→ Directions for this task:
Copy the entries below in full, keeping them exactly as they are.

→ Data in this exercise:
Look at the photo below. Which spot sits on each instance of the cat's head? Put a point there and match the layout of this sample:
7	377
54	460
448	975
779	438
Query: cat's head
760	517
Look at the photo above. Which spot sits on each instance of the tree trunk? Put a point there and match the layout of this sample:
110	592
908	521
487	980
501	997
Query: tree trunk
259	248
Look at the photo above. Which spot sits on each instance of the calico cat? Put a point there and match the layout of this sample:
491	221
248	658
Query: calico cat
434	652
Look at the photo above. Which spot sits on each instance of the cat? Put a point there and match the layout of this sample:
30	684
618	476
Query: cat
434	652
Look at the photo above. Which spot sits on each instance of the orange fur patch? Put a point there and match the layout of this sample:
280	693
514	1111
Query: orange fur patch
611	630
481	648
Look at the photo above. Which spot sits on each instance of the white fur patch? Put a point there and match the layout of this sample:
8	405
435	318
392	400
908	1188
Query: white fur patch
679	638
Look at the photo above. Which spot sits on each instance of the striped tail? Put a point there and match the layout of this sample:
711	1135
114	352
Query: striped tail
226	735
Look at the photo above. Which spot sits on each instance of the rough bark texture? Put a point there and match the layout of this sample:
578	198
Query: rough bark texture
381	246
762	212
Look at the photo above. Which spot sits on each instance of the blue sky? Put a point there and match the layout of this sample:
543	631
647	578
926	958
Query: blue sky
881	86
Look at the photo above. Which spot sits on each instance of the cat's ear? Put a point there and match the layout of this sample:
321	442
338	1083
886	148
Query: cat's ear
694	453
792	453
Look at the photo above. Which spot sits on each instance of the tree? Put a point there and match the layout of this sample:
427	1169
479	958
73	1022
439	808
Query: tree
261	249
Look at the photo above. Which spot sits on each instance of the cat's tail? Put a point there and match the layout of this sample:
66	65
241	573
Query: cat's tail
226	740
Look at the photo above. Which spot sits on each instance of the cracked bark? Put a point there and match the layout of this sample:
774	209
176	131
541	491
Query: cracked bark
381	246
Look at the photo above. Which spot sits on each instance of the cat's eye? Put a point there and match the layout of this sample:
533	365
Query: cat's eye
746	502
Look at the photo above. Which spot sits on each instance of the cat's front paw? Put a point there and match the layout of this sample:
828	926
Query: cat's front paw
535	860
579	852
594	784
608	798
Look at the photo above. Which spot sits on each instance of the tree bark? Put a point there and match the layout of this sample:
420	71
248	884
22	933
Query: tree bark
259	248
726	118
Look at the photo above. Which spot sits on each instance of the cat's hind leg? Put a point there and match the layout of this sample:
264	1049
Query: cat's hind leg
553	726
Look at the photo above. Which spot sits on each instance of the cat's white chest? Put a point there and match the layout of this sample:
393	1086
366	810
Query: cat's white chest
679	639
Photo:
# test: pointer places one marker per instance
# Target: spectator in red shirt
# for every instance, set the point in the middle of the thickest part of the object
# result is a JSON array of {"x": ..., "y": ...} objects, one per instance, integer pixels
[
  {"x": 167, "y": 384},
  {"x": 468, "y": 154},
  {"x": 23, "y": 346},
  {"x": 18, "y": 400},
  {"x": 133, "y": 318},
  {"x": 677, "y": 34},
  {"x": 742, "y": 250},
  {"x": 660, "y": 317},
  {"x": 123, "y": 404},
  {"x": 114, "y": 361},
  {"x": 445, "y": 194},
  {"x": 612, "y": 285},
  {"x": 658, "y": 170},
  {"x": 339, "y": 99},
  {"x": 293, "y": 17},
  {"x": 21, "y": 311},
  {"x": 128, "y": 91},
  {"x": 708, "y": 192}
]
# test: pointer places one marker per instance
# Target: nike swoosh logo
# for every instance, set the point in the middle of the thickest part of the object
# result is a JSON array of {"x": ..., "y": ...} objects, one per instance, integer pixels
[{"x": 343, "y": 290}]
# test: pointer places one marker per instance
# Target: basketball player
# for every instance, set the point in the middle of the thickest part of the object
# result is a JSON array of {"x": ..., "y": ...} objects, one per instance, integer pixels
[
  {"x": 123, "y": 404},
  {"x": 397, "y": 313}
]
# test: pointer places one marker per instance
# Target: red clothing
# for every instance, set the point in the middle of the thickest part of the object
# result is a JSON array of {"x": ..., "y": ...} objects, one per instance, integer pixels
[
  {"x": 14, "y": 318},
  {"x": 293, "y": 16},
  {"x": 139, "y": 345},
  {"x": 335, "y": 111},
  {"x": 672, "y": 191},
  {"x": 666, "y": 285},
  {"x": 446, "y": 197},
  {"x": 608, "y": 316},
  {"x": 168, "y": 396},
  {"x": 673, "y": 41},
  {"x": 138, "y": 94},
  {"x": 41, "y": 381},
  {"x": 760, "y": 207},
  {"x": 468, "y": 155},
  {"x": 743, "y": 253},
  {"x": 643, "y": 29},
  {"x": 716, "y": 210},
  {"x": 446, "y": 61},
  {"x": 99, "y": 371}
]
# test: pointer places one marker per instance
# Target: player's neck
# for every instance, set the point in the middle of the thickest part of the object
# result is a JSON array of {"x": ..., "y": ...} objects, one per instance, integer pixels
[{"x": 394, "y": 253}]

→ Exercise response:
Look at the photo below. Which spot sits on each instance of the cat's head? Put a point there and match the layout of this sample:
7	377
54	460
448	975
779	438
Query: cat's head
760	517
Look at the photo above. Which spot sits on each instance of the tree trunk? Put a point there and match the layout of this sample:
110	592
908	521
487	980
501	997
Query: tree trunk
259	248
Look at the photo above. Which spot sits on each instance of the calico cat? Put a point there and match the layout of this sample:
491	221
248	658
Query: calico cat
434	652
Look at the photo above. Which spot sits on each instance of the cat? Put a point there and match the layout of this sample:
30	684
618	476
Query: cat
434	652
Look at the photo above. Which spot sits on each instance of the orange fur patch? Put a point there and match the layout of this sample:
280	693
514	1111
Query: orange fur patch
611	630
481	648
Look at the photo above. Which spot sits on each instance of the white fur patch? Put a point there and match the layout of this sample:
8	405
435	318
392	400
908	1188
Query: white fur patch
679	638
Look at the photo above. Which spot sits on each instance of the striped tail? Put a point there and match the layout of this sample:
711	1135
114	352
Query: striped tail
226	735
Look at the photo above. Which spot sits on each instance of the rough bark texture? Put a point there and match the layout of this sample:
578	198
Query: rough bark texture
381	246
762	212
Look at the photo above. Which spot sits on each instance of the blue sky? Put a point there and match the layout of this sample:
543	631
647	578
926	958
Query: blue sky
881	86
Look at the photo above. Which spot sits on each instance of the cat's ear? Put a point there and match the layout of this sample:
321	442
338	1083
886	148
Query: cat's ear
694	453
792	453
Look at the photo above. Which spot sits on each instance of the tree? Put a point there and match the layout of this sample:
427	1169
479	958
73	1022
439	808
Query: tree
261	249
Look at the photo above. Which spot sits on each instance of the cat's tail? Put a point there and match the layout of this sample:
66	65
241	573
Query: cat's tail
226	740
Look at the photo above. Which spot sits on each instance of the cracked bark? Put a point there and match the layout of this sample:
774	209
176	131
541	491
Query: cracked bark
381	246
Look at the photo above. Which spot sits on each instance of the cat's eye? Put a point there and match the layout of this sample:
533	365
Query: cat's eye
746	502
Look at the photo above. Which spot sits on each instance of the cat's front paw? Put a point there and match the layout of this sample:
828	926
Query: cat's front paw
535	860
579	852
594	784
608	798
Look at the photo above. Which spot sits on each instance of the tree bark? Put a point there and match the layout of this sample:
420	71
248	884
22	933
Query: tree bark
259	248
726	118
Look at the photo above. Which spot sits on each instance of the cat's hind leg? Put a point there and match the layout of this sample:
264	1049
Query: cat's hind leg
553	726
Look at the photo above. Which spot sits on each instance of the cat's white chest? Put a point there and match the layout of this sample:
393	1086
366	810
Query: cat's white chest
679	639
Photo:
# test: pointer places one marker per instance
# Target: spectator in red shirt
# for every instance, set the point in the middle of the thickest part of the object
# result is a JSON array of {"x": ..., "y": ...} objects, one per instance, integer pixels
[
  {"x": 167, "y": 384},
  {"x": 468, "y": 154},
  {"x": 23, "y": 346},
  {"x": 18, "y": 400},
  {"x": 133, "y": 318},
  {"x": 677, "y": 34},
  {"x": 742, "y": 250},
  {"x": 660, "y": 317},
  {"x": 123, "y": 404},
  {"x": 114, "y": 361},
  {"x": 445, "y": 194},
  {"x": 612, "y": 285},
  {"x": 658, "y": 170},
  {"x": 339, "y": 99},
  {"x": 293, "y": 17},
  {"x": 21, "y": 311},
  {"x": 128, "y": 91},
  {"x": 708, "y": 192}
]
# test: pointer places one marker per instance
# Target: nike swoosh logo
# for every instance, set the point in the middle of the thickest part of the object
# result is a JSON array of {"x": ..., "y": ...} objects, one per instance, integer pixels
[{"x": 343, "y": 290}]
# test: pointer places one marker per instance
# Target: basketball player
# for every instance, set the point in the middle of the thickest part of the object
# result is a JSON array of {"x": ..., "y": ...} objects, one per instance, integer pixels
[
  {"x": 123, "y": 404},
  {"x": 397, "y": 313}
]
# test: pointer places one marker per instance
# Target: red clothing
# for every instance, set the point in the middle of the thickest part of the object
# result is a JSON array of {"x": ..., "y": ...} objects, one per instance, integer pixels
[
  {"x": 14, "y": 318},
  {"x": 293, "y": 16},
  {"x": 139, "y": 345},
  {"x": 335, "y": 111},
  {"x": 672, "y": 191},
  {"x": 666, "y": 285},
  {"x": 446, "y": 197},
  {"x": 608, "y": 316},
  {"x": 168, "y": 396},
  {"x": 673, "y": 41},
  {"x": 138, "y": 94},
  {"x": 41, "y": 381},
  {"x": 760, "y": 207},
  {"x": 468, "y": 155},
  {"x": 743, "y": 253},
  {"x": 643, "y": 29},
  {"x": 716, "y": 210},
  {"x": 446, "y": 61},
  {"x": 99, "y": 371}
]
# test: pointer places one marker per instance
# Target: player's neck
# for every instance, set the point in the middle of the thickest part of the object
# result is a JSON array of {"x": ..., "y": ...} objects, one per instance, integer pixels
[{"x": 394, "y": 253}]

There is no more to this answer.